A mulher quer mudar de ideia

Não existe hora H para quem não se preocupou com todo o alfabeto que vem antes

Mas, afinal, o que quer uma mulher? Depois de 40 anos portando uma maravilhosa vagina, acho que finalmente descobri: uma mulher quer poder mudar de ideia.

Demorei a perder a virgindade, mas, antes disso, fui para a cama com alguns rapazes. Dormi na casa deles, em motéis bregas e em uma infinidade de pousadas vagabundas. Eu falava sacanagem, provocava, atiçava, massageava, pegava e, na hora H… Não existe hora H para quem não se preocupou com todo o alfabeto que vem antes. “Ah, mas eu achei que a gente ia transar.” Pois é, eu também, mas mudei de ideia.

Sono, fome, falta de romance, romance demais, falta de carinho, falta de empatia, falta de pegada, bafo, beijo desencaixado, beijo molengo, papo-furado, preguiça, medo, pouca idade, pouca vontade, vontade demais.

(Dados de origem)
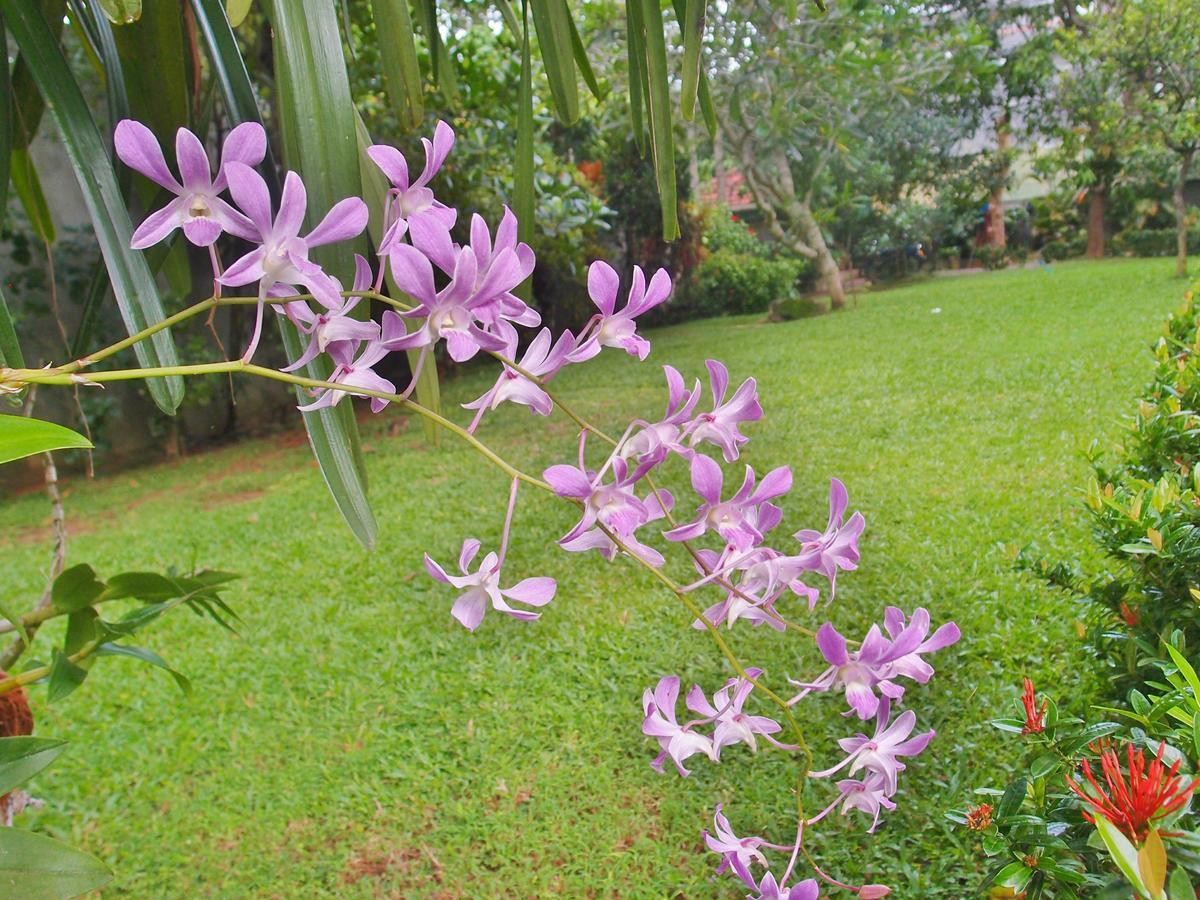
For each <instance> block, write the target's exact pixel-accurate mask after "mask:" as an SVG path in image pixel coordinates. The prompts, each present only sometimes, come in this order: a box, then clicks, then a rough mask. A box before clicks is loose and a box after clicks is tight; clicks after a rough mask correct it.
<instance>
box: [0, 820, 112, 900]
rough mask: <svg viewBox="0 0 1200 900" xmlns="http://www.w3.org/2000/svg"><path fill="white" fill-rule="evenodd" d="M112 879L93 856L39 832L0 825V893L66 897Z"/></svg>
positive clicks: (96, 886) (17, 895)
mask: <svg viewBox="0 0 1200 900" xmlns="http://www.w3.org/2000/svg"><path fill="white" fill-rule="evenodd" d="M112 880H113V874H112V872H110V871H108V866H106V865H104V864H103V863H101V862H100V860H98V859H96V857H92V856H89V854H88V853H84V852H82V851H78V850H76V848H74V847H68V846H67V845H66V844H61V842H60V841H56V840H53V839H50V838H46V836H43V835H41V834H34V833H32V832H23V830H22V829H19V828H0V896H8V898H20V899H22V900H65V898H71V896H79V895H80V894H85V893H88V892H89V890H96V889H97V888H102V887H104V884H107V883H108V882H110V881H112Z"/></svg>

==

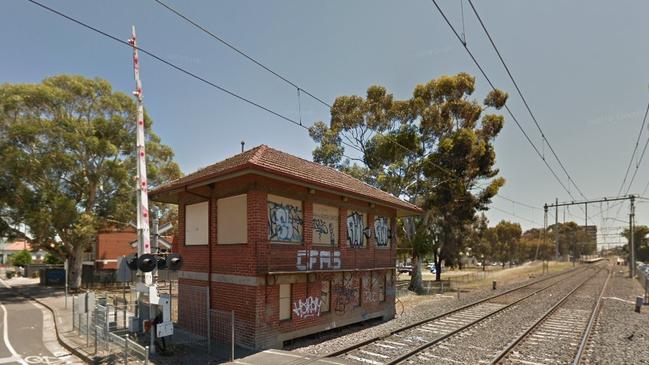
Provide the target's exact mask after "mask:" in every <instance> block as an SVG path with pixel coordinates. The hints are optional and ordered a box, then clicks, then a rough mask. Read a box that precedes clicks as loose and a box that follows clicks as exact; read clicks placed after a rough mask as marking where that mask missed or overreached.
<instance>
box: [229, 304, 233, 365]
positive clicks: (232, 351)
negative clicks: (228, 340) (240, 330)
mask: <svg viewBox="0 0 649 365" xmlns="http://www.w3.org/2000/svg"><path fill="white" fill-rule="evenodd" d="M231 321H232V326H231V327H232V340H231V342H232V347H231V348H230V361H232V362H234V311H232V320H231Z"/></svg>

**O QUE FAZER:**
[A] Segundo o texto sobre mudar de ideia, o que uma mulher quer?
[B] Repita, sem nenhuma alteração, o trecho do texto sobre mudar de ideia que vai de "Mas, afinal, o" até "vontade, vontade demais.".

**RESPOSTAS POR ITEM:**
[A] Uma mulher quer poder mudar de ideia.

[B]
Mas, afinal, o que quer uma mulher? Depois de 40 anos portando uma maravilhosa vagina, acho que finalmente descobri: uma mulher quer poder mudar de ideia.

Demorei a perder a virgindade, mas, antes disso, fui para a cama com alguns rapazes. Dormi na casa deles, em motéis bregas e em uma infinidade de pousadas vagabundas. Eu falava sacanagem, provocava, atiçava, massageava, pegava e, na hora H… Não existe hora H para quem não se preocupou com todo o alfabeto que vem antes. “Ah, mas eu achei que a gente ia transar.” Pois é, eu também, mas mudei de ideia.

Sono, fome, falta de romance, romance demais, falta de carinho, falta de empatia, falta de pegada, bafo, beijo desencaixado, beijo molengo, papo-furado, preguiça, medo, pouca idade, pouca vontade, vontade demais.